Requirements:
Rescale the entries from the line containing "horse's mane, farthest" through the line containing "[(435, 554)]". Reproduce those lines in full, requests included, but multiply every coordinate in the answers by 2.5 and round to whole numbers, with halves going up.

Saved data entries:
*-*-*

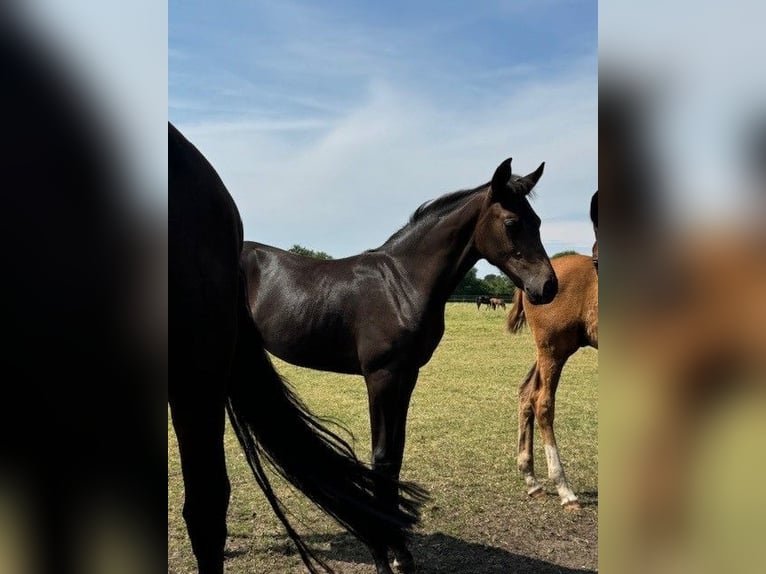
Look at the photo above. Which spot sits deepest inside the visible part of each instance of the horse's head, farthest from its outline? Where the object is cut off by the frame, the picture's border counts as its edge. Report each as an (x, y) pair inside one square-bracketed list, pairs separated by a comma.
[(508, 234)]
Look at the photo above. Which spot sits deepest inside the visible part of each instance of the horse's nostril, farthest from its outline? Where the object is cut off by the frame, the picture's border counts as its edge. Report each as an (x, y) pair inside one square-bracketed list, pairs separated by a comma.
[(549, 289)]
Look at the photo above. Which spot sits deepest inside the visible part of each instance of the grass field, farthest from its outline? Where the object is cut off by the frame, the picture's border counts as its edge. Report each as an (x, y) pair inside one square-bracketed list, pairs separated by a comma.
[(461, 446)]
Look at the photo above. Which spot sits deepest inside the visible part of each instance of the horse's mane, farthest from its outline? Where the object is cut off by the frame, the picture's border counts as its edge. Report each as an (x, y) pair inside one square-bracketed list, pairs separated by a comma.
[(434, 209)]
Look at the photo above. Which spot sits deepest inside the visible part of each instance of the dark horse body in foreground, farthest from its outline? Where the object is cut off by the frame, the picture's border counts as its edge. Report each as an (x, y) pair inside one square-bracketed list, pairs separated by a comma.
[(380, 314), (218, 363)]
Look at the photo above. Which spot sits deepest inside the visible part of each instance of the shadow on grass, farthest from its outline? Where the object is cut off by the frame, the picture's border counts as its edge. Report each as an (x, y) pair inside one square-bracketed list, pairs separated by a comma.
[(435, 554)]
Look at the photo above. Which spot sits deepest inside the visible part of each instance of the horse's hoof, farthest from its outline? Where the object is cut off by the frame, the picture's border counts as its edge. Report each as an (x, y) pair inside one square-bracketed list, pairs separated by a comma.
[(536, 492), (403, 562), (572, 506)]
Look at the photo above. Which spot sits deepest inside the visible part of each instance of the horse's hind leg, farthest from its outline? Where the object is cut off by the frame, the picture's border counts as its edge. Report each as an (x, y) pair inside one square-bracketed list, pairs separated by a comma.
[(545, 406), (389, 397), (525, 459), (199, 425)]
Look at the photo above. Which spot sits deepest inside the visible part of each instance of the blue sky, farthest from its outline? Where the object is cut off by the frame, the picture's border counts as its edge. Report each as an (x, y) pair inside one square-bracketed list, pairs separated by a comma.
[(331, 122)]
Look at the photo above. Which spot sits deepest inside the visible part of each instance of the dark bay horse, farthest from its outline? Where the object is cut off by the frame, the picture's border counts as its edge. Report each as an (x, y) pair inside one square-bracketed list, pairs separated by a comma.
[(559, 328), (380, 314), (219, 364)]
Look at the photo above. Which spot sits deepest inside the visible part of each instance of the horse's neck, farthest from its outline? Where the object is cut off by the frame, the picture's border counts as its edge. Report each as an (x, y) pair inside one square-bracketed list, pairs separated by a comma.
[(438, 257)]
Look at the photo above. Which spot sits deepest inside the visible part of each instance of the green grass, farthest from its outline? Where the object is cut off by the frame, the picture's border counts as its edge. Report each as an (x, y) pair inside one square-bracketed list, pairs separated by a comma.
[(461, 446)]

*-*-*

Task result:
Look at the photo above. Which spot sits deepest inside the visible part of each instance of the horse's mane, farthest from its outline? Where the object is cut off by the frame, the picture's border counts as its edge. Report each as an (x, y) pair inside one square-bracketed list, pairs separated by a comma.
[(1085, 523)]
Look at the photo above. Which spot sits deepest inside the visible part of each instance of the dark horse body in foreground, farthest from its outline? Where the object is cut off by the frame, the picture's border counts as its edge. Report each as an (x, y) pair inside one square-bracketed list, pairs separated by a comma.
[(950, 785), (545, 908)]
Look at the photo above. Which spot sits deepest inside the visible part of each instance of the shadow on grass, farthest from its outline? Where the object is cut off by the frame, the picture's border counts as its edge. Report each as an (x, y) pair inside one square-bracketed list, pairs separated by a comma.
[(1088, 1385)]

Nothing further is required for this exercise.